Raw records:
--- start ---

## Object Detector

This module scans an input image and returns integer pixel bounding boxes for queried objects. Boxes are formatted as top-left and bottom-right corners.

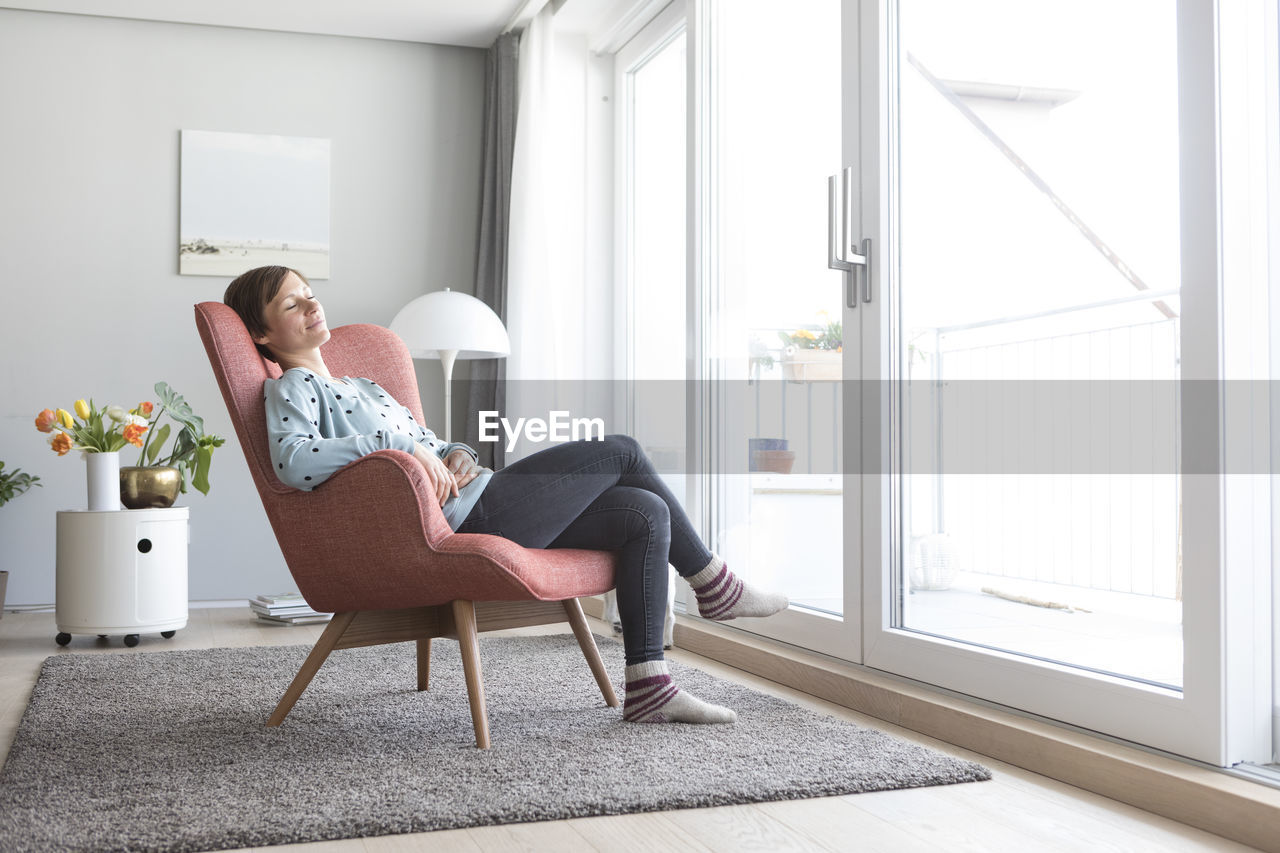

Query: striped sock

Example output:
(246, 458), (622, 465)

(622, 661), (737, 722)
(685, 555), (788, 622)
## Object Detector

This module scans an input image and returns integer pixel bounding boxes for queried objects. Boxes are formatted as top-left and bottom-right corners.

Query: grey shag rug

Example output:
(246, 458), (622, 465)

(0, 635), (991, 853)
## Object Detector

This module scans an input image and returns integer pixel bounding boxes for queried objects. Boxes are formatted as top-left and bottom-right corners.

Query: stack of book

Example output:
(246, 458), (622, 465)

(248, 593), (333, 625)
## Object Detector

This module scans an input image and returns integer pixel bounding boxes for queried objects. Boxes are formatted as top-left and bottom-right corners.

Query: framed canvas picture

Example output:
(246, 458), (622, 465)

(178, 131), (329, 278)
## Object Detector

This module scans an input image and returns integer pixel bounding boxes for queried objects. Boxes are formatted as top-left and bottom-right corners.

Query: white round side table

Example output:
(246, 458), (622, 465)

(56, 506), (191, 647)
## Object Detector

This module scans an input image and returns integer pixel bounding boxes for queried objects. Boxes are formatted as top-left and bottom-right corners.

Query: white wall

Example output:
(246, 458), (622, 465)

(0, 9), (484, 605)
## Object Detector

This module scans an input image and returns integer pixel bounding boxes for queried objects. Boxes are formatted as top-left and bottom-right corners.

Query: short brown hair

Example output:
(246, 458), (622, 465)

(223, 266), (311, 361)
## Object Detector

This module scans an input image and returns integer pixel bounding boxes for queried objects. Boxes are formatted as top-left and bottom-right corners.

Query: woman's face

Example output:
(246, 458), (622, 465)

(253, 273), (329, 361)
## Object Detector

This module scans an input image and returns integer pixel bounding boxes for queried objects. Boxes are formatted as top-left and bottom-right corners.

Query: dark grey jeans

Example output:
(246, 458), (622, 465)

(458, 435), (712, 665)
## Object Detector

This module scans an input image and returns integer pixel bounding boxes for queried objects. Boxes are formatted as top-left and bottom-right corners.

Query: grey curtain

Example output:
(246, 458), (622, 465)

(466, 33), (520, 470)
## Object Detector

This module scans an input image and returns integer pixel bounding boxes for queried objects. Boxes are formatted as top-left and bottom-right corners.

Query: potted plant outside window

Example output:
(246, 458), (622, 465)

(0, 462), (40, 617)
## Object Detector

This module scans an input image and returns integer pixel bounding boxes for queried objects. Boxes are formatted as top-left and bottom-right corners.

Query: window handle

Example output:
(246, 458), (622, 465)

(827, 169), (858, 307)
(827, 167), (872, 307)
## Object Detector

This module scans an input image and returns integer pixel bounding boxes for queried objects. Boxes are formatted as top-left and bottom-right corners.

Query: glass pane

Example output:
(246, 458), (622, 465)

(707, 0), (844, 615)
(892, 0), (1183, 686)
(622, 31), (686, 481)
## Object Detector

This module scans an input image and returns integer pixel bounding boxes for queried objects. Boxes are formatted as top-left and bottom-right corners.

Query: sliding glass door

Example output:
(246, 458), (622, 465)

(846, 0), (1265, 763)
(670, 0), (1276, 765)
(690, 0), (860, 660)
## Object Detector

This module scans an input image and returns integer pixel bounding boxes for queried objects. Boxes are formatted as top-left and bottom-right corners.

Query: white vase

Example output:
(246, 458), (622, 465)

(84, 453), (120, 512)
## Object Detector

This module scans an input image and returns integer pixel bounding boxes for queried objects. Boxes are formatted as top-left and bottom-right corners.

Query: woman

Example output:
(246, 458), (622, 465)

(223, 266), (787, 722)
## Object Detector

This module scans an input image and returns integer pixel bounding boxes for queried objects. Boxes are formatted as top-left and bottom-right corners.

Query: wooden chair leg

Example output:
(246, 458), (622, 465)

(417, 637), (431, 690)
(453, 598), (489, 749)
(561, 598), (618, 708)
(266, 610), (358, 726)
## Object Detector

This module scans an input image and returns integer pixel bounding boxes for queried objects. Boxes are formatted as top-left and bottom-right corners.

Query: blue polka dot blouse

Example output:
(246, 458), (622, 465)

(264, 368), (493, 530)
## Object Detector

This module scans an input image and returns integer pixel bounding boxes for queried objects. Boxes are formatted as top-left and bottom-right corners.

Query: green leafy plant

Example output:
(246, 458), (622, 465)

(0, 462), (40, 506)
(138, 382), (227, 494)
(778, 311), (845, 352)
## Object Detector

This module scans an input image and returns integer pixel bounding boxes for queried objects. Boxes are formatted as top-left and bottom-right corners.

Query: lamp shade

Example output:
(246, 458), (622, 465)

(390, 288), (511, 359)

--- end ---

Written exercise:
Select every line of the material above that contains the word "plant", and copy each of those lines.

The result:
Query: potted plant outside window
Query: green leafy plant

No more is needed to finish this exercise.